▶ _GIVEN EXERCISE 1_
Offset every bounding-box coordinate in the answers of the entries below by -105, and write out again only the lines from the one containing "object=island cabinet panel" up to and including the one containing "top-left (0, 13), bottom-right (31, 178)". Keep the requests in those lines, and leave the requests and their format samples unchanged.

* BEGIN PAGE EXCERPT *

[vox-tech] Is there better spam detection?

Wed Oct 19 14:30:30 PDT 2011

On Wed, Oct 19, 2011 at 12:48:20PM -0700, Alex Mandel wrote:
> On 10/19/2011 12:07 PM, Brian Lavender wrote:
> > It seems taht spammers have gotten keen to the Bag O Words Bayes analysis and
> > now pump out some unrelated paragraph before they put in their spam.
> >
> > Is someone working on a meaningful spam analysis detection that I can use?
> >
> > brian
> 
> I don't have a solution, but that's not new news. I've seen emails with 
> quotes from random famous books in them for years. Thunderbirds learning 
> Junk filter seems to do fine with most of that, as does gmail.
> 
> Is this for a desktop app, or for mail server you run?
> 

Mail server I run. I was looking at some of Ken's papers on Sentiment
analysis, working with ANTLR, and thinking about Hidden Markov
Model. It seems that someone has got to be working on a context deriver
analyzer. Sort of like random quote from from famous book and then comes
"Would you like a loan?". The two don't follow each other. I would think
that if you could gather some meaning out of a paragraph, put some sort
of measurement on it, then a meaning on another paragraph and apply Bayes
rule, you could nail spam a lot better. The difficult part seams to be
putting meaning on a group of words, but that seems to be what Ken is
working on.

* END PAGE EXCERPT *

▶ _GIVEN EXERCISE 2_
Transcribe the spam-detection thread above in full, word for word.

* BEGIN MATERIAL PROVIDED *

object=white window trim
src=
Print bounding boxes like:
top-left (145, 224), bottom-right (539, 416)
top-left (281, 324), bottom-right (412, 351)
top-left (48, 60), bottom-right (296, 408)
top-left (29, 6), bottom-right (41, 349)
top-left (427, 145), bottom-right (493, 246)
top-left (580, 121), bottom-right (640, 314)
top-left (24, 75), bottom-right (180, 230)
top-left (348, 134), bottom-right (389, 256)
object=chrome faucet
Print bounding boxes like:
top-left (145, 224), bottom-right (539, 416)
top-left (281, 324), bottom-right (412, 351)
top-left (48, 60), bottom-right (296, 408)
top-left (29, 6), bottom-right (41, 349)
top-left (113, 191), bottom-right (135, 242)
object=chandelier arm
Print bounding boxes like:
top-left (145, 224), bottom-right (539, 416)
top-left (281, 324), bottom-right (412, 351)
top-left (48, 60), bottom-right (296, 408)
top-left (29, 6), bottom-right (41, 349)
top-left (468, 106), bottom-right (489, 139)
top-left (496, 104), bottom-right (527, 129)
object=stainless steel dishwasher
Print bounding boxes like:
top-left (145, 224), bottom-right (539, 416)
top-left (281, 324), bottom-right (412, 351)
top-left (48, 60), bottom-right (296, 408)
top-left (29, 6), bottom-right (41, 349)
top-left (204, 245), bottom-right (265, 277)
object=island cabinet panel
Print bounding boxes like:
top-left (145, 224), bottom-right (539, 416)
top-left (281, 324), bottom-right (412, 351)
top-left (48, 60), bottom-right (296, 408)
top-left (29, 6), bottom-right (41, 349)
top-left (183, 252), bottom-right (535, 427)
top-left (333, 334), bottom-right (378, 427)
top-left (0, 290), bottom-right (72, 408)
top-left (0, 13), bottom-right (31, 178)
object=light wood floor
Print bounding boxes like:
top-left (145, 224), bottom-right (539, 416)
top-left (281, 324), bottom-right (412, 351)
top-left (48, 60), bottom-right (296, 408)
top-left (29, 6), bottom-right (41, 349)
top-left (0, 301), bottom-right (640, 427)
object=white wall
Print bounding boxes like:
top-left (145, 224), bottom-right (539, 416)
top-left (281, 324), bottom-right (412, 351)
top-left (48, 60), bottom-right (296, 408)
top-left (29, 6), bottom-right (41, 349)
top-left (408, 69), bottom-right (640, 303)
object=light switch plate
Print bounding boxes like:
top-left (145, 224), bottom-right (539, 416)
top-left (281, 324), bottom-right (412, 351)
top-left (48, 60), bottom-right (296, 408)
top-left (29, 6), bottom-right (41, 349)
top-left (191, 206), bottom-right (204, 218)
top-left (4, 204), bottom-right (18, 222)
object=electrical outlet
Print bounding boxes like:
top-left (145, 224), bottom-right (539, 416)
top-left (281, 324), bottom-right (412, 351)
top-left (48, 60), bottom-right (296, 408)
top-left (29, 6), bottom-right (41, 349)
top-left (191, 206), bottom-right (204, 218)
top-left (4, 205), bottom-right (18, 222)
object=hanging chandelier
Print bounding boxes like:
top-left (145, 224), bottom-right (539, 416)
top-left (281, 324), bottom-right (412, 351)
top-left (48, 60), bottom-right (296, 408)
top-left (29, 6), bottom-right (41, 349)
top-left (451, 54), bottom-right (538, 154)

* END MATERIAL PROVIDED *

▶ _TASK ANSWER 1_
object=island cabinet panel
Print bounding boxes like:
top-left (145, 224), bottom-right (539, 416)
top-left (281, 324), bottom-right (412, 351)
top-left (48, 60), bottom-right (296, 408)
top-left (29, 6), bottom-right (41, 349)
top-left (78, 147), bottom-right (430, 322)
top-left (228, 229), bottom-right (273, 322)
top-left (-105, 185), bottom-right (-33, 303)
top-left (-105, -92), bottom-right (-74, 73)

▶ _TASK ANSWER 2_
[vox-tech] Is there better spam detection?

Wed Oct 19 14:30:30 PDT 2011

On Wed, Oct 19, 2011 at 12:48:20PM -0700, Alex Mandel wrote:
> On 10/19/2011 12:07 PM, Brian Lavender wrote:
> > It seems taht spammers have gotten keen to the Bag O Words Bayes analysis and
> > now pump out some unrelated paragraph before they put in their spam.
> >
> > Is someone working on a meaningful spam analysis detection that I can use?
> >
> > brian
> 
> I don't have a solution, but that's not new news. I've seen emails with 
> quotes from random famous books in them for years. Thunderbirds learning 
> Junk filter seems to do fine with most of that, as does gmail.
> 
> Is this for a desktop app, or for mail server you run?
> 

Mail server I run. I was looking at some of Ken's papers on Sentiment
analysis, working with ANTLR, and thinking about Hidden Markov
Model. It seems that someone has got to be working on a context deriver
analyzer. Sort of like random quote from from famous book and then comes
"Would you like a loan?". The two don't follow each other. I would think
that if you could gather some meaning out of a paragraph, put some sort
of measurement on it, then a meaning on another paragraph and apply Bayes
rule, you could nail spam a lot better. The difficult part seams to be
putting meaning on a group of words, but that seems to be what Ken is
working on.